Através do socialismo, busca-se uma sociedade lastreada nos valores solidariedade e fraternidade, afastada a ganância, o individualismo, o egoísmo, a competição e a concentração de renda, valores que lastreiam o sistema capitalista.
Para a concretização deste novo modelo de sociedade, se faz necessário um maior distanciamento de tudo que decorre do sistema capitalista e da organização liberal do poder político.
Tudo há de ser novo e voltado para uma efetiva participação popular na condução do poder político, que deve ser retirado do domínio do poder econômico. A riqueza não pode ficar nas mãos de um pequeno grupo de privilegiados.
Estou otimista. Podemos estar vivendo um momento histórico. Julgo que muito depende da firmeza, ousadia e combatividade das forças populares da Venezuela, incluindo aí as suas forças armadas, que têm se mostrado patriotas, legalistas e "simpáticas" à construção de uma sociedade que diminua a distância entre as classes sociais, permitindo "vida digna" para todos.
Importante notar que nada justifica que as forças armadas se coloquem como "garantes" do grande capital. Elas nada têm a perder no socialismo democrático. Parece que, na Venezuela, existe esta aguda percepção.

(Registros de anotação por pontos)
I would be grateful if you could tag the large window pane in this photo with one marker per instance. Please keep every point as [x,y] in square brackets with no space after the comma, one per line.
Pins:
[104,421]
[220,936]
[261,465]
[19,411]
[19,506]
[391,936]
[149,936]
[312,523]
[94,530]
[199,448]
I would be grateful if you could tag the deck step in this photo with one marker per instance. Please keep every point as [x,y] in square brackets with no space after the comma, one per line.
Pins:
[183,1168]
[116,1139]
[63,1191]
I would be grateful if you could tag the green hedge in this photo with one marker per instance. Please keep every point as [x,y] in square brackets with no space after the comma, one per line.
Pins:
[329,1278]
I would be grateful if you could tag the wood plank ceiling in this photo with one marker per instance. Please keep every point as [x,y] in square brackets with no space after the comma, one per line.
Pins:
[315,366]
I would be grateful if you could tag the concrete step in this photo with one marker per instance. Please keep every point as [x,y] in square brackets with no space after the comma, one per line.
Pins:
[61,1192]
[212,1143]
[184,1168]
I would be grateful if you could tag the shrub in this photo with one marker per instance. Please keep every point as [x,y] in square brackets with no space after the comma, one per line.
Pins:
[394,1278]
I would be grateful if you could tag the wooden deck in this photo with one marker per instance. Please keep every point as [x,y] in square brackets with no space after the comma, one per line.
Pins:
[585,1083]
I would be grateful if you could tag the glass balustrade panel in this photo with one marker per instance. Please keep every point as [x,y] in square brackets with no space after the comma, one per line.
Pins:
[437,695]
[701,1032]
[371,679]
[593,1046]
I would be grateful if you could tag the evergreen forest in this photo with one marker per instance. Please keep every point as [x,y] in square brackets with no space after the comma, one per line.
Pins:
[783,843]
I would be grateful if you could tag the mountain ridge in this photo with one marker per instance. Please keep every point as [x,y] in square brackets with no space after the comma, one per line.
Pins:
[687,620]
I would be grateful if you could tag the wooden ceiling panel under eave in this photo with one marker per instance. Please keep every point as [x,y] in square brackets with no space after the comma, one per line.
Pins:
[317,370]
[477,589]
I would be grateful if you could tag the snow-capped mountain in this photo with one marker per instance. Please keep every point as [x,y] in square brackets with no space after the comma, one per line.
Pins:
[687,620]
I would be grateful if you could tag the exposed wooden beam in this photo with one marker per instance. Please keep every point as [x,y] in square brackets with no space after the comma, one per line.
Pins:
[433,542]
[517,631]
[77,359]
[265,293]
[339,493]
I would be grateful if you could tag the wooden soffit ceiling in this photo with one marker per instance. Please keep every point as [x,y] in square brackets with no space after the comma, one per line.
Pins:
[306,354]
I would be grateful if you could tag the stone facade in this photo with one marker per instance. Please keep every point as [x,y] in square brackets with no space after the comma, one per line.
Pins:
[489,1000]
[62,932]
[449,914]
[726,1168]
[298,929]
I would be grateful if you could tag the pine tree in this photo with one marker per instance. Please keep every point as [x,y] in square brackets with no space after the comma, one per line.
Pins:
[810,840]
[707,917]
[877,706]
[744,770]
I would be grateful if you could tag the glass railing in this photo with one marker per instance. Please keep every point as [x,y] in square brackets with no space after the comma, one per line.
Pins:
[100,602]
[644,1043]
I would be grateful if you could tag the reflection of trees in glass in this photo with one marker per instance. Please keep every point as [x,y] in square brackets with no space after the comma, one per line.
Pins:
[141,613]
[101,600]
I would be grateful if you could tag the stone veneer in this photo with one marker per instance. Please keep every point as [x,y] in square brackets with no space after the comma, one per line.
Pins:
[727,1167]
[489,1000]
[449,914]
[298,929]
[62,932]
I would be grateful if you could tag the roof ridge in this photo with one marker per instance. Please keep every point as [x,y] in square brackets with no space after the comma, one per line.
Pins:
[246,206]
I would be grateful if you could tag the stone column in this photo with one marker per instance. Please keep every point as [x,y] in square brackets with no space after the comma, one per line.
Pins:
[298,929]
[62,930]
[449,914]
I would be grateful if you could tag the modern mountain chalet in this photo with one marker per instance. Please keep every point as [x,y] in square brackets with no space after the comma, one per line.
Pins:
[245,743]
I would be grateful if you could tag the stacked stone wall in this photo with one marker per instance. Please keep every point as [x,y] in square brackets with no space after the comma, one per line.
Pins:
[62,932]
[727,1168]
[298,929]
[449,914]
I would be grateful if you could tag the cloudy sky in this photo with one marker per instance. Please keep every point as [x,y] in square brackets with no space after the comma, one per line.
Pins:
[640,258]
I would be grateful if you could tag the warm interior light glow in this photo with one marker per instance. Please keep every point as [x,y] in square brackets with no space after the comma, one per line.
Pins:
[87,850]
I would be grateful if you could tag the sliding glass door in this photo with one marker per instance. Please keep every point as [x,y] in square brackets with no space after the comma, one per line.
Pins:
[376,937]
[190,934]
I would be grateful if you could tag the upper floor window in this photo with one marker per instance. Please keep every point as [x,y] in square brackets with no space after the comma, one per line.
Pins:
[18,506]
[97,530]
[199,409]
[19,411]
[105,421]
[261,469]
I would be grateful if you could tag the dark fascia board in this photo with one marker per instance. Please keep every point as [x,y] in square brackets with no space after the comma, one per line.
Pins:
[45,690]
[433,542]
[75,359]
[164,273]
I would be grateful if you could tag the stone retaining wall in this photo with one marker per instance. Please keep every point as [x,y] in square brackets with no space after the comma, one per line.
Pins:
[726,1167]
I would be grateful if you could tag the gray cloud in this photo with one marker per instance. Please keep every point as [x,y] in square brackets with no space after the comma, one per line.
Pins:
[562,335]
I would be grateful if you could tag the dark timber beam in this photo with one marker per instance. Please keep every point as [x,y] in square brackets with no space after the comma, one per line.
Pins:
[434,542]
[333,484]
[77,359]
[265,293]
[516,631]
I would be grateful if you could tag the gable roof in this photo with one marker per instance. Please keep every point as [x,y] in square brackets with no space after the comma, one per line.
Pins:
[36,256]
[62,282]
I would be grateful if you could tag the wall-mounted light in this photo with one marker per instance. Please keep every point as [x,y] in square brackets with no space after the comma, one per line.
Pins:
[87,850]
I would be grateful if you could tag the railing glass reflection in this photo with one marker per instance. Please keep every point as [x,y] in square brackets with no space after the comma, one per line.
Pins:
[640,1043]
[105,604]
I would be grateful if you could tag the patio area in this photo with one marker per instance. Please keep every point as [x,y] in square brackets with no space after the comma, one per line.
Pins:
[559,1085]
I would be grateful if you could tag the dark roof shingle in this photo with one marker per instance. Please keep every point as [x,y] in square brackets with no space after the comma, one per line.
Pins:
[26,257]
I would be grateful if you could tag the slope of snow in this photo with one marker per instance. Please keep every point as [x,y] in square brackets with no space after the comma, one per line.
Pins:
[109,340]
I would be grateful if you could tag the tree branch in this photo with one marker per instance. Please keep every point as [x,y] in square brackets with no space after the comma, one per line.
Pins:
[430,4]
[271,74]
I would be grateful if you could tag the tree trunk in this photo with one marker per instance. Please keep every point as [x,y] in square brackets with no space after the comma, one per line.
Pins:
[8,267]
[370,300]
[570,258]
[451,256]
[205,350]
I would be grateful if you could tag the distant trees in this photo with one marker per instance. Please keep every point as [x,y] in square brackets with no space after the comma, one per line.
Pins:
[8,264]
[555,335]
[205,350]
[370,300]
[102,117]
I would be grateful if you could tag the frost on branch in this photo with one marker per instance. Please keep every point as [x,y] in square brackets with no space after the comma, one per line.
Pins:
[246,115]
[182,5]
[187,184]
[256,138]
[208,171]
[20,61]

--

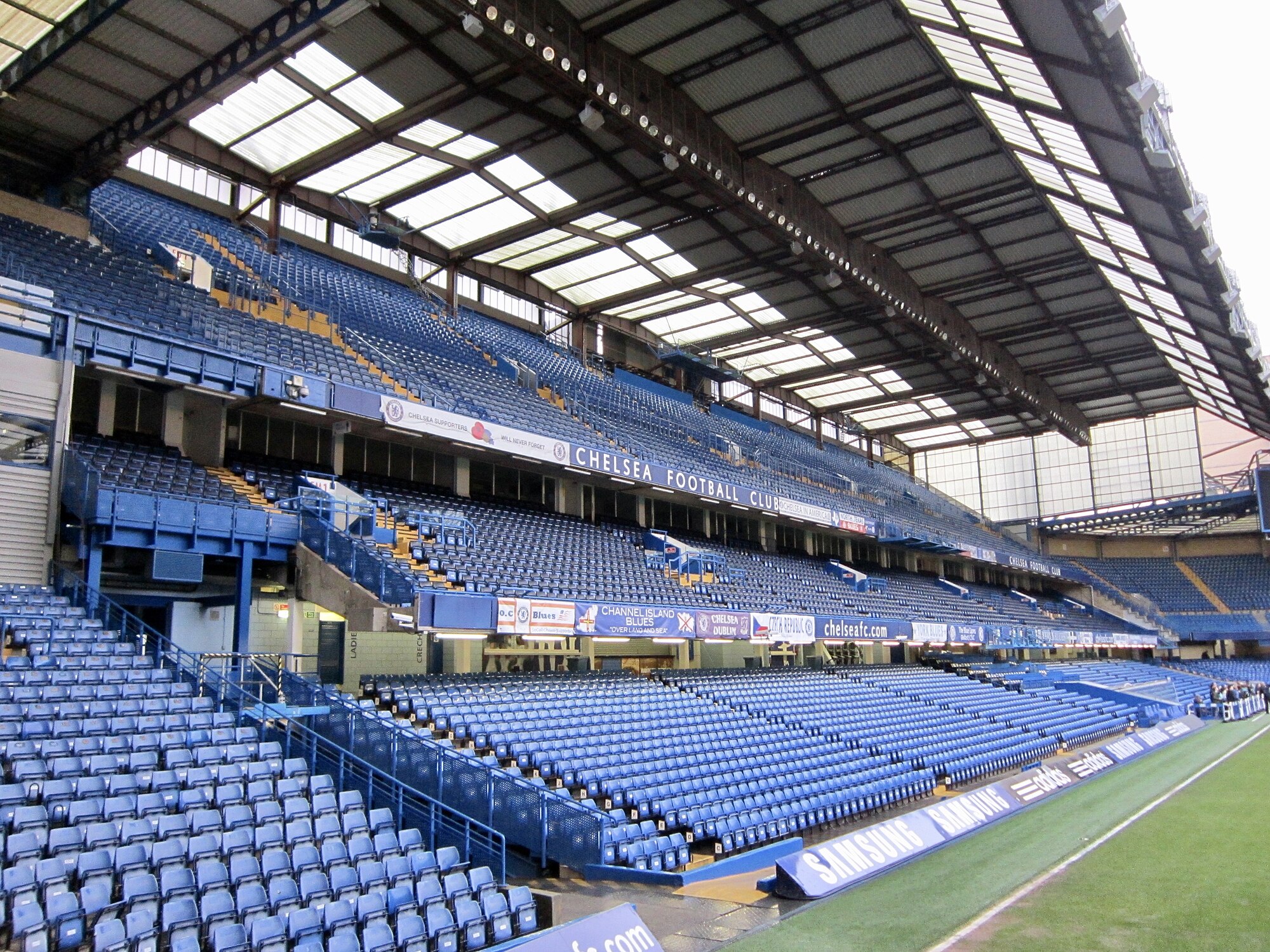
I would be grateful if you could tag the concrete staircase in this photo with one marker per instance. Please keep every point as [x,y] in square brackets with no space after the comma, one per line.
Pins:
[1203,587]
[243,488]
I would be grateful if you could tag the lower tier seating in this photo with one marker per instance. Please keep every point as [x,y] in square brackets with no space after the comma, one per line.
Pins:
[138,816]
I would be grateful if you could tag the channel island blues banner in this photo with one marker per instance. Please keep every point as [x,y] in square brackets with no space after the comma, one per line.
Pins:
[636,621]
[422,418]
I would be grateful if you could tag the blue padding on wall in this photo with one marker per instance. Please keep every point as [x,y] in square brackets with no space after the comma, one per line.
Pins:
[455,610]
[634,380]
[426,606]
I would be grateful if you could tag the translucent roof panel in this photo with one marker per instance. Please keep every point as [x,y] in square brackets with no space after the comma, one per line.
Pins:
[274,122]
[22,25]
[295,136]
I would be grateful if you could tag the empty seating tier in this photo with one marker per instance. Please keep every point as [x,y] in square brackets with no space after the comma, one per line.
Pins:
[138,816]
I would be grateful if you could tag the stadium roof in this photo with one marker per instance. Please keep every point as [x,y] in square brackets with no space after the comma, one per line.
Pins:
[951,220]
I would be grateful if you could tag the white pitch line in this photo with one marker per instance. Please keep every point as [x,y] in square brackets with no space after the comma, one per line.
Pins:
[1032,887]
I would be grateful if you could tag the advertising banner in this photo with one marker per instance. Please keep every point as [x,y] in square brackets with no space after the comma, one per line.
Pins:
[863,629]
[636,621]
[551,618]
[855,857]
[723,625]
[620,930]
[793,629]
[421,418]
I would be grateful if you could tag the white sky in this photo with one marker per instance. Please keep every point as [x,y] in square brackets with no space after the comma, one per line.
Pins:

Tarefas:
[a] Transcreva o trecho do texto sobre o socialismo que começa em "Tudo há de ser" e vai até "esta aguda percepção.".
[b] Devolva cada linha das entradas em que aparece a palavra "step".
O texto e as entradas são materiais independentes, sem relação entre si.

Respostas do exercício:
[a]
Tudo há de ser novo e voltado para uma efetiva participação popular na condução do poder político, que deve ser retirado do domínio do poder econômico. A riqueza não pode ficar nas mãos de um pequeno grupo de privilegiados.
Estou otimista. Podemos estar vivendo um momento histórico. Julgo que muito depende da firmeza, ousadia e combatividade das forças populares da Venezuela, incluindo aí as suas forças armadas, que têm se mostrado patriotas, legalistas e "simpáticas" à construção de uma sociedade que diminua a distância entre as classes sociais, permitindo "vida digna" para todos.
Importante notar que nada justifica que as forças armadas se coloquem como "garantes" do grande capital. Elas nada têm a perder no socialismo democrático. Parece que, na Venezuela, existe esta aguda percepção.

[b]
I would be grateful if you could tag the deck step in this photo with one marker per instance. Please keep every point as [x,y] in square brackets with no space after the comma, one per line.
I would be grateful if you could tag the concrete step in this photo with one marker per instance. Please keep every point as [x,y] in square brackets with no space after the comma, one per line.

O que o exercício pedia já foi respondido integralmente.